Data items >>
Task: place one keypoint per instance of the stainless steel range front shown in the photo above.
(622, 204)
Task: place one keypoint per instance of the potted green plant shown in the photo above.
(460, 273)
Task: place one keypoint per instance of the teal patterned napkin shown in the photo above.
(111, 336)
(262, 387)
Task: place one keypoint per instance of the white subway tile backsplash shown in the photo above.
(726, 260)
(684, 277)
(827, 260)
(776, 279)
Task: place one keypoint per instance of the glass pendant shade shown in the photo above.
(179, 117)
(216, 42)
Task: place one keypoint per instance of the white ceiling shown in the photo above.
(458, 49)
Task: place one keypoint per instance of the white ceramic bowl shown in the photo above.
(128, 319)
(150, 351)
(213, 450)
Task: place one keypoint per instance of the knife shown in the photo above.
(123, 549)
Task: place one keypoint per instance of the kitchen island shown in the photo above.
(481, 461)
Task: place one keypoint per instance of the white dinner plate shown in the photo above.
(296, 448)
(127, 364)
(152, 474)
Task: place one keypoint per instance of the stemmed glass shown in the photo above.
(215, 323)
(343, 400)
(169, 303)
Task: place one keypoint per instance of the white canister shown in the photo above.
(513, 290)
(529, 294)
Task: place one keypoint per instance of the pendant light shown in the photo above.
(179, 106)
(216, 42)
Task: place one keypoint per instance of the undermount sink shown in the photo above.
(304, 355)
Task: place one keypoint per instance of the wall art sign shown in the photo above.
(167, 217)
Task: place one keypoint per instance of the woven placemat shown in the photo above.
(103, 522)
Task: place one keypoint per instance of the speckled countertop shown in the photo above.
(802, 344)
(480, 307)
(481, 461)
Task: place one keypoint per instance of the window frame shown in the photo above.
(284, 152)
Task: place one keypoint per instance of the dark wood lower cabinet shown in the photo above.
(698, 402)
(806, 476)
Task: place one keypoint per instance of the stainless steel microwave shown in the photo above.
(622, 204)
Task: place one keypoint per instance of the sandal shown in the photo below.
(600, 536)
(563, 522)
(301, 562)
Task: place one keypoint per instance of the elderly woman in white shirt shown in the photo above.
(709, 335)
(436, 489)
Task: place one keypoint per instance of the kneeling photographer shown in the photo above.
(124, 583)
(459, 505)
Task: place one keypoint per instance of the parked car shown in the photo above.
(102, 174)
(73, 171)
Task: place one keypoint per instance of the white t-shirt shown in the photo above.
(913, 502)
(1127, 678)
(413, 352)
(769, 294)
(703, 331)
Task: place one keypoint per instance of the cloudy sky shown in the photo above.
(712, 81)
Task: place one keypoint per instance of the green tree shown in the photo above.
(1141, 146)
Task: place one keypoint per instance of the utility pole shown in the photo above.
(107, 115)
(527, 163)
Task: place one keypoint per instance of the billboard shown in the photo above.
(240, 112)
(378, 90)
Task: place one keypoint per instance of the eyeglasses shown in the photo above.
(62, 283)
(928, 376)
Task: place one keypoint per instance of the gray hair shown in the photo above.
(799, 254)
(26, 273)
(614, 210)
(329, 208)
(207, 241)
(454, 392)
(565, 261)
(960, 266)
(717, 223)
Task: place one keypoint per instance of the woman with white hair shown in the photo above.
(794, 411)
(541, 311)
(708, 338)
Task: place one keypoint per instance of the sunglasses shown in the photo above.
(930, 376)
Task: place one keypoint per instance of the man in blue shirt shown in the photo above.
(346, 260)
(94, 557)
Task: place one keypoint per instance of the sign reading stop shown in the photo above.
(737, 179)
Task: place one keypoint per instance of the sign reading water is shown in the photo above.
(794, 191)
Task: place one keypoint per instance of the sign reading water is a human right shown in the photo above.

INSTRUCTION >>
Copy out everything from the line containing "is shown in the photo above." down to the end of the items, requests included, adding 50 to every coordinate in the answers.

ANSWER >>
Task: place one keypoint per instance of the sign reading water is shown in the photo above.
(844, 241)
Task: place one keypoint per instance of the sign reading water is a human right shown in the photo above.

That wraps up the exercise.